╭─ Given text
Trump's exemption from military service in Vietnam War comes under the microscope
Donald Trump's attacks on the Muslim parents of a decorated American soldier killed in Iraq have sparked renewed scrutiny of the tycoon's military service deferment, which exempted him from service during the Vietnam War.
The Republican presidential candidate's criticism of Khizr and Ghazala Khan, who took the stage at last week's Democratic convention, generated growing concern and dismay from Republican politicians.
Mr Trump drew similar opprobrium a year ago when he said Senator John McCain, who as a naval aviator was shot down and taken prisoner during the Vietnam War, was not a hero because he had been captured.
At the time, a report in the Washington Post revealed that while then-Lieutenant Commander McCain was suffering from disease, malnourishment, and a number of gruesome wounds in a bleak Vietnamese prison, Mr Trump was living a glamorous life at an Ivy League University and in exclusive Manhattan nightclubs.
When Mr McCain's plane was shot down over Hanoi during his 23rd bombing mission Mr Trump, nine years his junior, was studying the real estate business at Pennsylvania University's esteemed Wharton School.
He was able to avoid conscription through a series of student deferments, as well as a medical deferment for a bone spur in his foot.
While Mr Trump has asserted it was "ultimately" the luck of a high draft lottery number that kept him out of the war, his Selective Service records "suggest otherwise", The New York Times reported.
"Mr Trump had been medically exempted for more than a year when the draft lottery began in December 1969, well before he received what he has described as his 'phenomenal' draft number," the newspaper claimed in an article published on Monday.
The newspaper quoted a spokesman for the Selective Service System saying Mr Trump's lottery number would have been irrelevant because of his medical exemption. "If you didn't have a basis to be exempt or postponed, you would have been ordered for induction," Richard Flahavan said.
The newspaper also said Mr Trump could not recall exactly when he was no longer bothered by the spurs, protrusions caused by calcium built up on the heel bone, but that he had not had an operation for the problem.
"Over a period of time, it healed up," the newspaper quoted him saying. It also pointed out that Mr Trump played squash, football and tennis during high school and picked up golf while at Wharton.
It went on to note how his longtime personal physician, Dr Harold Bornstein, said in January that Mr Trump had "no significant medical problems" over four decades and that, if elected, he "will be the healthiest individual ever elected to the presidency".
╰─
╭─ Information provided
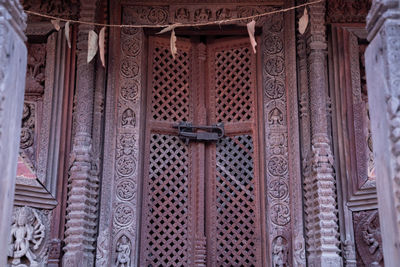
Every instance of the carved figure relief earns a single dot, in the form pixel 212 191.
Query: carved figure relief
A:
pixel 275 117
pixel 123 252
pixel 368 239
pixel 128 118
pixel 280 252
pixel 27 235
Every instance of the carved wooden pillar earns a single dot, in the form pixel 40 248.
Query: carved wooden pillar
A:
pixel 83 181
pixel 319 185
pixel 12 85
pixel 383 79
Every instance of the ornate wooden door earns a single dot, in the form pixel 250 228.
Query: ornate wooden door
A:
pixel 202 201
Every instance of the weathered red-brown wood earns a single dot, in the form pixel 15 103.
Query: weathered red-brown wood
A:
pixel 217 185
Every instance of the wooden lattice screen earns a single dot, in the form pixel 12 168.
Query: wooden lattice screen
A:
pixel 230 204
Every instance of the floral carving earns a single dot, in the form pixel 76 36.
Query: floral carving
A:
pixel 35 75
pixel 131 47
pixel 278 189
pixel 274 88
pixel 274 65
pixel 280 214
pixel 202 15
pixel 273 44
pixel 277 165
pixel 275 23
pixel 102 248
pixel 280 252
pixel 145 14
pixel 126 165
pixel 129 69
pixel 126 190
pixel 130 91
pixel 28 126
pixel 123 252
pixel 182 15
pixel 123 214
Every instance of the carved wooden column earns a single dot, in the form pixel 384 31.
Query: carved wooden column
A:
pixel 12 85
pixel 383 79
pixel 320 197
pixel 83 181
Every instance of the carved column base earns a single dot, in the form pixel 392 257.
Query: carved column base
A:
pixel 325 260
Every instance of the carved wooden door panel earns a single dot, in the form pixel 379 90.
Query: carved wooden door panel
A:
pixel 202 201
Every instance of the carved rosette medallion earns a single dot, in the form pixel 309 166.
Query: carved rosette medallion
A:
pixel 124 214
pixel 275 116
pixel 126 190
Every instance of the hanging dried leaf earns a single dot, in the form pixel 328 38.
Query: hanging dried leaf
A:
pixel 67 34
pixel 168 28
pixel 101 46
pixel 56 24
pixel 174 50
pixel 303 22
pixel 251 29
pixel 92 45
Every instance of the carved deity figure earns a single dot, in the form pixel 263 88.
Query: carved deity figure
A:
pixel 275 117
pixel 27 233
pixel 123 252
pixel 279 253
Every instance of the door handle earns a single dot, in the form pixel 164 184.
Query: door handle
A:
pixel 199 133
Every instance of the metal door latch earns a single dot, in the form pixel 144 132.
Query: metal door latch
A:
pixel 189 132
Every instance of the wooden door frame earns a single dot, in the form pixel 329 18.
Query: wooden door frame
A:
pixel 279 64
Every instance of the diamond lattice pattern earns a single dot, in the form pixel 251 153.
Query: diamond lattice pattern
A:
pixel 167 219
pixel 170 82
pixel 236 202
pixel 233 85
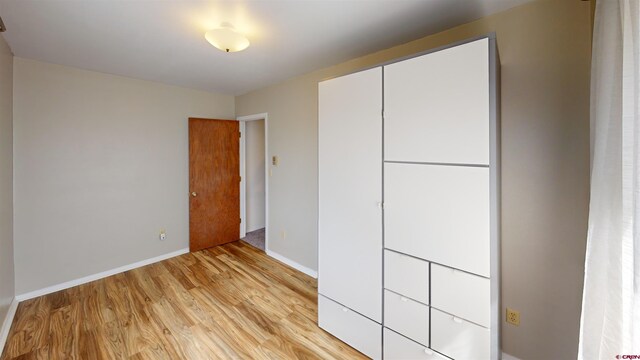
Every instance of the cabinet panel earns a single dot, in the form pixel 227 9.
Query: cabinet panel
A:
pixel 461 294
pixel 407 276
pixel 407 317
pixel 457 338
pixel 397 347
pixel 439 213
pixel 437 106
pixel 350 191
pixel 354 329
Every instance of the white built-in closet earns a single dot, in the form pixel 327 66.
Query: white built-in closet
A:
pixel 409 214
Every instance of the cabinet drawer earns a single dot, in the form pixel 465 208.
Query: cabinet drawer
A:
pixel 397 347
pixel 407 317
pixel 407 276
pixel 458 338
pixel 354 329
pixel 462 294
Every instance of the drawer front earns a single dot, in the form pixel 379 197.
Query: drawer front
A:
pixel 439 213
pixel 407 317
pixel 397 347
pixel 462 294
pixel 354 329
pixel 458 338
pixel 407 276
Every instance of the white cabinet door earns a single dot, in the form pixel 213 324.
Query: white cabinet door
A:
pixel 437 106
pixel 439 213
pixel 354 329
pixel 350 191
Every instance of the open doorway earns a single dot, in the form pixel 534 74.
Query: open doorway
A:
pixel 254 180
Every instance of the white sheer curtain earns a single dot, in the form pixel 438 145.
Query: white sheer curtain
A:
pixel 610 323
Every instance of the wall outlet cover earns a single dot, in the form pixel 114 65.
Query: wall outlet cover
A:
pixel 513 317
╰─
• Exercise: Rewrite the article on Trump's draft deferment from "The newspaper quoted a" to "Richard Flahavan said.", replacing "spokesman" with "representative".

• Solution to the exercise:
The newspaper quoted a representative for the Selective Service System saying Mr Trump's lottery number would have been irrelevant because of his medical exemption. "If you didn't have a basis to be exempt or postponed, you would have been ordered for induction," Richard Flahavan said.